►

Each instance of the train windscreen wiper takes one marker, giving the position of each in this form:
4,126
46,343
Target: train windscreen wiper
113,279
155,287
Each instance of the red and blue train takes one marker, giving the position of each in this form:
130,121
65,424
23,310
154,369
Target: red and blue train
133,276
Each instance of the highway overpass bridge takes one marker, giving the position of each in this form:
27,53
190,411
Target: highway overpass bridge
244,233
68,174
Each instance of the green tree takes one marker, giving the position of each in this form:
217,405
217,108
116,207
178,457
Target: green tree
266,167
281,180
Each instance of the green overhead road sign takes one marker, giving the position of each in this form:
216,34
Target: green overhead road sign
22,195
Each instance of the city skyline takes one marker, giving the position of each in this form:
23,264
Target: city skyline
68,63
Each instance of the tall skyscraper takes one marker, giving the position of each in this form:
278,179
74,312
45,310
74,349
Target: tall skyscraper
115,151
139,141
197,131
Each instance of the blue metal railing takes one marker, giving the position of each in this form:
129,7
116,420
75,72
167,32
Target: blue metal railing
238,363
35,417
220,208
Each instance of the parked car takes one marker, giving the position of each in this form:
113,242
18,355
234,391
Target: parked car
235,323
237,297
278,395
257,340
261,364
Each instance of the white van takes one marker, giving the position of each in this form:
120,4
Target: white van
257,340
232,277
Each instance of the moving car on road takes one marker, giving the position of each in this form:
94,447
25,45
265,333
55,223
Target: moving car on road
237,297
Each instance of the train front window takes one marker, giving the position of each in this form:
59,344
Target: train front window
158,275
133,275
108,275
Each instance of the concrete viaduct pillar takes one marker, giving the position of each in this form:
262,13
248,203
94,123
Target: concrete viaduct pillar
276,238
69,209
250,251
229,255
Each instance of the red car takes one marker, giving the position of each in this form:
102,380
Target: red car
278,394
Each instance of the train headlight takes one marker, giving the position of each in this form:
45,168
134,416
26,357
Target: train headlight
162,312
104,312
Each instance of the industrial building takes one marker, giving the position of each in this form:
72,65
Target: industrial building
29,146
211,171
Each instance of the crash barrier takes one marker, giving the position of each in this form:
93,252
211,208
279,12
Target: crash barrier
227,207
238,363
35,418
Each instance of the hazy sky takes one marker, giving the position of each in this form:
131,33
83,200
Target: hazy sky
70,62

◄

▸ **任务说明**: 能把上面的全部记录整理成一份编号列表吗？空行略去，不计入编号。

▸ **本题输出**:
1. Each instance of the train windscreen wiper takes one marker, giving the position of each in this form:
2. 4,126
3. 46,343
4. Target: train windscreen wiper
5. 113,279
6. 155,287
7. Each instance of the red and blue train takes one marker, giving the position of each in this form:
8. 130,121
9. 65,424
10. 23,310
11. 154,369
12. Target: red and blue train
13. 133,276
14. Each instance of the highway overpass bridge takes one marker, giving the position of each in this form:
15. 27,53
16. 190,411
17. Target: highway overpass bridge
18. 244,233
19. 68,174
20. Each instance of the green tree takes one marker, giving the position of each in this form:
21. 217,405
22. 217,108
23. 116,207
24. 178,457
25. Target: green tree
26. 266,167
27. 281,180
28. Each instance of the green overhead road sign takes one marker, giving the position of each in this form:
29. 216,34
30. Target: green overhead road sign
31. 22,195
32. Each instance of the city skyline takes one marker, giving the position of each in this form:
33. 23,264
34. Target: city skyline
35. 68,63
36. Each instance of the tall skyscraper takes one marker, giving the position of each in this form:
37. 278,179
38. 74,312
39. 45,310
40. 74,349
41. Target: tall skyscraper
42. 115,151
43. 139,141
44. 197,131
45. Each instance of the blue metal railing takes one marker, giving the position of each in this form:
46. 129,7
47. 116,420
48. 75,72
49. 167,32
50. Target: blue metal railing
51. 238,363
52. 35,417
53. 220,208
54. Each instance of the parked car takes one marker, giving the position of each in this form:
55. 113,242
56. 18,355
57. 234,391
58. Target: parked car
59. 235,323
60. 237,297
61. 278,395
62. 257,340
63. 261,364
64. Each instance of the white van takes one marker, giving the position of each in this form:
65. 120,4
66. Target: white van
67. 257,340
68. 232,277
69. Each instance of the moving car on road takes one marker, giving the position of each in this form:
70. 94,447
71. 25,45
72. 265,333
73. 55,223
74. Target: moving car on road
75. 237,297
76. Each instance of the train front window takes one marker, giving the position of each in this form:
77. 59,344
78. Target: train front window
79. 158,275
80. 133,275
81. 108,275
82. Each instance of the concrete viaduct pillar takes one marker, giving the position of each in this form:
83. 262,13
84. 248,203
85. 94,123
86. Target: concrete viaduct pillar
87. 276,238
88. 69,209
89. 250,251
90. 229,255
91. Each instance of the red car takes one marker, giving the position of each in this form:
92. 102,380
93. Target: red car
94. 278,394
95. Each instance of the train headlight takes one marker, giving the position of each in this form:
96. 45,168
97. 134,416
98. 26,357
99. Target: train headlight
100. 162,312
101. 104,312
102. Each instance of the industrial building takes one marker, giving the position of each in this form:
103. 72,65
104. Target: industrial building
105. 29,146
106. 211,171
107. Each instance of the crash barrier takes one marker, giving the position of each in this form:
108. 93,252
109. 211,208
110. 279,12
111. Target: crash barrier
112. 227,207
113. 238,363
114. 35,418
115. Each instance of the hazy sky takes one marker, giving the position of each in this form:
116. 131,33
117. 83,200
118. Target: hazy sky
119. 70,62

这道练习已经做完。